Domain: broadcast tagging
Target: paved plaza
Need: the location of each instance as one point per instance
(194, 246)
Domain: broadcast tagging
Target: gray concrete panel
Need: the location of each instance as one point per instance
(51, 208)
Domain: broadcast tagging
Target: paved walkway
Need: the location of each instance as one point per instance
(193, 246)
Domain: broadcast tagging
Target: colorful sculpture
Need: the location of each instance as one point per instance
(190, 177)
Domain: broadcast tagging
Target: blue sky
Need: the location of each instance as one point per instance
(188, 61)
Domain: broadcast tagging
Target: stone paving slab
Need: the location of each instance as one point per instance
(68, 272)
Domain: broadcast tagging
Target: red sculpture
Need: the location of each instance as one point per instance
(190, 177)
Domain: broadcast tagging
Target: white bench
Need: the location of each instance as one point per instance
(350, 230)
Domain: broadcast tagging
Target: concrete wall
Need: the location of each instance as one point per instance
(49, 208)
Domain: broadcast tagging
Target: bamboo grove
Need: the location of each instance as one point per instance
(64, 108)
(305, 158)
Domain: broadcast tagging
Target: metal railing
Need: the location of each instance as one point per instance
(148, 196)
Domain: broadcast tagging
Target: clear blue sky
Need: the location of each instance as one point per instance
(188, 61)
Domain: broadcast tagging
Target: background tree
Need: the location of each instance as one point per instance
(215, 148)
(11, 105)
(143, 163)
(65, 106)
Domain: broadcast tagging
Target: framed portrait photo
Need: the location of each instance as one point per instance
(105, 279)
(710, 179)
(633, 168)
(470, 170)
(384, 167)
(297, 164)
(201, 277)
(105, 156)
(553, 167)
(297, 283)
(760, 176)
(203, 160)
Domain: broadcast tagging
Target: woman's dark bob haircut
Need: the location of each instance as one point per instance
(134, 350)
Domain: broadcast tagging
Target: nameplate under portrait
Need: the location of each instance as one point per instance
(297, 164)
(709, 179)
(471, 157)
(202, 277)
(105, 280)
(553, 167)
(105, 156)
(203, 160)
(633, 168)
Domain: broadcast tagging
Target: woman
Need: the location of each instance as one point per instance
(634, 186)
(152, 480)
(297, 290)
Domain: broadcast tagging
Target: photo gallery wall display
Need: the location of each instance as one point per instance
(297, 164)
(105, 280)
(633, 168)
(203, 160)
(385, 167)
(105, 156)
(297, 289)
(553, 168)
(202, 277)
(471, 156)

_WHAT THE TASK ASKS:_ From the entries above, collect every line with the string "blue" in it.

_RESPONSE:_
Target: blue sky
Target: clear blue sky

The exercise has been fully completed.